** Start SELECTED PASSAGE **

Jamieson Fausset Brown Bible Commentary 1 In this Psalm a celebration of God's deliverance is followed by a profession of devotion to His service. Then follows a prayer for relief from imminent dangers, involving the overthrow of enemies and the rejoicing of sympathizing friends. In
Heb 10:5, &c., Paul quotes
Ps 40:6-
Ps 40:8 as the words of Christ, offering Himself as a better sacrifice. Some suppose Paul thus accommodated David's words to express Christ's sentiments. But the value of his quotation would be thus destroyed, as it would have no force in his argument, unless regarded by his readers as the original sense of the passage in the Old Testament. Others suppose the Psalm describes David's feelings in suffering and joy; but the language quoted by Paul, in the sense given by him, could not apply to David in any of his relations, for as a type the language is not adapted to describe any event or condition of David's career, and as an individual representing the pious generally, neither he nor they could properly use it (see on
Ps 40:7, below). The Psalm must be taken then, as the sixteenth, to express the feelings of Christ's human nature. The difficulties pertinent to this view will be considered as they occur. (Psa. 40:1-17)

** End SELECTED PASSAGE **
** Start DATA ROWS **

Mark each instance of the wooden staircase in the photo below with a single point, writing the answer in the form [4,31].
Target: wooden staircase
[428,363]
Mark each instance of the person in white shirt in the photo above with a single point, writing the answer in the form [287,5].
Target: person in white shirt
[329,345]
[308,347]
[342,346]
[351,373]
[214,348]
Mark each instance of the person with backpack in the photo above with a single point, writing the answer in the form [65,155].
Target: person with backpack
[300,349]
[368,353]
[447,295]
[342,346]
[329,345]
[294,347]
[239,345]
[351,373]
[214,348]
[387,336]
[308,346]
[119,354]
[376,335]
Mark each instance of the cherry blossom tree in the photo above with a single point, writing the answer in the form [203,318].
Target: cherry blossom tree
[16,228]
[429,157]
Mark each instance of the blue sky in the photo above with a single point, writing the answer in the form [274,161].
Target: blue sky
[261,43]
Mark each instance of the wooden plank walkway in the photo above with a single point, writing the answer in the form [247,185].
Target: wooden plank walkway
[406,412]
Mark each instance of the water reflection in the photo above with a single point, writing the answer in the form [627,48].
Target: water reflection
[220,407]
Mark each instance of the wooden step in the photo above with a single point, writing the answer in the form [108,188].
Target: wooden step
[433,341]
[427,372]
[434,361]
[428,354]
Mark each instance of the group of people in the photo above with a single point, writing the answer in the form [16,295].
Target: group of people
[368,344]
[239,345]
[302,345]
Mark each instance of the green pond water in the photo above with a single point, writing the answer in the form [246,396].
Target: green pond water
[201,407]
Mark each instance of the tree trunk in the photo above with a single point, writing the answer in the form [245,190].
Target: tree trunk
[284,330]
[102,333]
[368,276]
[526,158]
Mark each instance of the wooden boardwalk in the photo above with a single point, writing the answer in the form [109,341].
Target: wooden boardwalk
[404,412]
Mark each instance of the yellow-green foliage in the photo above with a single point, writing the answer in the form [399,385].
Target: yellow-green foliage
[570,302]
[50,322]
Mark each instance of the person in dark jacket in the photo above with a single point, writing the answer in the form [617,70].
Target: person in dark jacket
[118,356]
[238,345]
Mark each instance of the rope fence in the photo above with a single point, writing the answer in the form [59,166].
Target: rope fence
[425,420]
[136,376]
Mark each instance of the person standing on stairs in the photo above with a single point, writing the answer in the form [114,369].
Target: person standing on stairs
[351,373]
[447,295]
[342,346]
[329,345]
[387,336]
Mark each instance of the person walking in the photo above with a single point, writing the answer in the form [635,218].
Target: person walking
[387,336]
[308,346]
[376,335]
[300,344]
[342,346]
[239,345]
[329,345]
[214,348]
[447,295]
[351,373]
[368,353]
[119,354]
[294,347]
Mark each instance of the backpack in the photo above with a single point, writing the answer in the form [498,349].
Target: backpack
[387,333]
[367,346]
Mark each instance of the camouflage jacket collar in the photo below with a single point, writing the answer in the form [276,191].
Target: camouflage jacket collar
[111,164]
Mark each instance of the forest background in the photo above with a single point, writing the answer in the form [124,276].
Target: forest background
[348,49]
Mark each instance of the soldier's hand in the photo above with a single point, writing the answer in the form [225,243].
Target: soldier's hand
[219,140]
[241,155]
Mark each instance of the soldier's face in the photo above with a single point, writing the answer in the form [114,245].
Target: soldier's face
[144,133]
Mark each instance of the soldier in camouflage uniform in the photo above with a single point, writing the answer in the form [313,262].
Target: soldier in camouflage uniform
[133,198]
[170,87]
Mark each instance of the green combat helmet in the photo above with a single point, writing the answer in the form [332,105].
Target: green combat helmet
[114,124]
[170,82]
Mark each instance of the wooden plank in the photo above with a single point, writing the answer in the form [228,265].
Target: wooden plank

** End DATA ROWS **

### BRIEF
Pick up the commentary on Psalm 40 above and continue it from the point at which it stops.

### EXERCISE RESULT
The figures for deep distress are illustrated in Jeremiah's history (
Jer 38:6-
Jer 38:12). Patience and trust manifested in distress, deliverance in answer to prayer, and the blessed effect of it in eliciting praise from God's true worshippers, teach us that Christ's suffering is our example, and His deliverance our encouragement (
Heb 5:7-
Heb 5:8;
Heb 12:3;
1Pet 4:12-16).
inclined--(the ear,
Ps 17:6), as if to catch the faintest sigh.
3 a new song--(See on
Ps 33:3).
fear, and . . . trust--revere with love and faith.
4 Blessed-- (
Ps 1:1;
Ps 2:12).
respecteth--literally, "turns towards," as an object of confidence.
turn aside--from true God and His law to falsehood in worship and conduct.
5 be reckoned up in order--(compare
Ps 5:3;
Ps 33:14;
Isa 44:7), too many to be set forth regularly. This is but one instance of many. The use of the plural accords with the union of Christ and His people. In suffering and triumph, they are one with Him.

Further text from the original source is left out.